# Listing:
--- BEGIN ---
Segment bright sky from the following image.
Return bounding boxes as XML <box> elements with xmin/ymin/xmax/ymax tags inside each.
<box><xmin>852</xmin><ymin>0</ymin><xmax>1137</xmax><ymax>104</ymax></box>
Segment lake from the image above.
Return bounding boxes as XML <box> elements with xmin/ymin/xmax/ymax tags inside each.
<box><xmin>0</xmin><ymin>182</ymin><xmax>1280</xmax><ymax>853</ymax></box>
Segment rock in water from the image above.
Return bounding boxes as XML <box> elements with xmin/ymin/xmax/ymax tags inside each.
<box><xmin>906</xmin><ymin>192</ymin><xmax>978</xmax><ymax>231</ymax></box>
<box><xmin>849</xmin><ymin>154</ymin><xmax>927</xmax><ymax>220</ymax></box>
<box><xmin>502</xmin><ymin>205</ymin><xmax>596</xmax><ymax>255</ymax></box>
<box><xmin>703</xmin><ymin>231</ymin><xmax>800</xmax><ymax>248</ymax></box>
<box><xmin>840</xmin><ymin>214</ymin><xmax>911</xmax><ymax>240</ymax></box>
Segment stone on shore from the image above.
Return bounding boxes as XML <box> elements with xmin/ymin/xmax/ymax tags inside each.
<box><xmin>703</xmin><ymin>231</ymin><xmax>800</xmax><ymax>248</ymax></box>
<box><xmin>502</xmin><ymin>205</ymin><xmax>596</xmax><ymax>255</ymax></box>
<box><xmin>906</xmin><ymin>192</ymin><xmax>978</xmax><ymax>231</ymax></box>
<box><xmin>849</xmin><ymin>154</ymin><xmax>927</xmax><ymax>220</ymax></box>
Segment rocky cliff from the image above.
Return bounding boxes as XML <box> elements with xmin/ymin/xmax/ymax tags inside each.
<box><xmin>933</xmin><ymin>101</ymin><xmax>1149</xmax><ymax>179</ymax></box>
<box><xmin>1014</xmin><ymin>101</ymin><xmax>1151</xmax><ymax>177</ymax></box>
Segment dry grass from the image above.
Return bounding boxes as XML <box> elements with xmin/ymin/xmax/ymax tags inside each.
--- END ---
# What is required:
Can you print all of the entries above again, character for character?

# Final answer:
Segment bright sky from the following image.
Return bounding boxes as XML <box> elements with xmin/ymin/xmax/ymax tags inside each.
<box><xmin>852</xmin><ymin>0</ymin><xmax>1137</xmax><ymax>104</ymax></box>
Segment lake from the image above.
Return bounding boxes as XML <box> elements with xmin/ymin/xmax/ymax tags inside each.
<box><xmin>0</xmin><ymin>182</ymin><xmax>1280</xmax><ymax>853</ymax></box>
Segment rock in water from the image above.
Return bounding boxes as XML <box> elements with xmin/ymin/xmax/ymax tags inside each.
<box><xmin>906</xmin><ymin>192</ymin><xmax>978</xmax><ymax>231</ymax></box>
<box><xmin>849</xmin><ymin>154</ymin><xmax>927</xmax><ymax>220</ymax></box>
<box><xmin>502</xmin><ymin>205</ymin><xmax>596</xmax><ymax>255</ymax></box>
<box><xmin>703</xmin><ymin>231</ymin><xmax>800</xmax><ymax>248</ymax></box>
<box><xmin>840</xmin><ymin>214</ymin><xmax>911</xmax><ymax>240</ymax></box>
Segment stone on shore from the image above.
Return bounding boxes as XML <box> elements with xmin/ymin/xmax/ymax tags inside each.
<box><xmin>703</xmin><ymin>231</ymin><xmax>800</xmax><ymax>248</ymax></box>
<box><xmin>502</xmin><ymin>205</ymin><xmax>596</xmax><ymax>255</ymax></box>
<box><xmin>906</xmin><ymin>192</ymin><xmax>978</xmax><ymax>231</ymax></box>
<box><xmin>849</xmin><ymin>154</ymin><xmax>927</xmax><ymax>220</ymax></box>
Segment rocky cliff from the image above.
Return bounding boxes as XML <box> elements with xmin/ymin/xmax/ymax tags inside each.
<box><xmin>933</xmin><ymin>101</ymin><xmax>1149</xmax><ymax>179</ymax></box>
<box><xmin>1014</xmin><ymin>101</ymin><xmax>1151</xmax><ymax>177</ymax></box>
Segment dry grass from the image above.
Return bounding boxes as XML <box> elements with xmin/ymin/xmax/ymax tags inside each.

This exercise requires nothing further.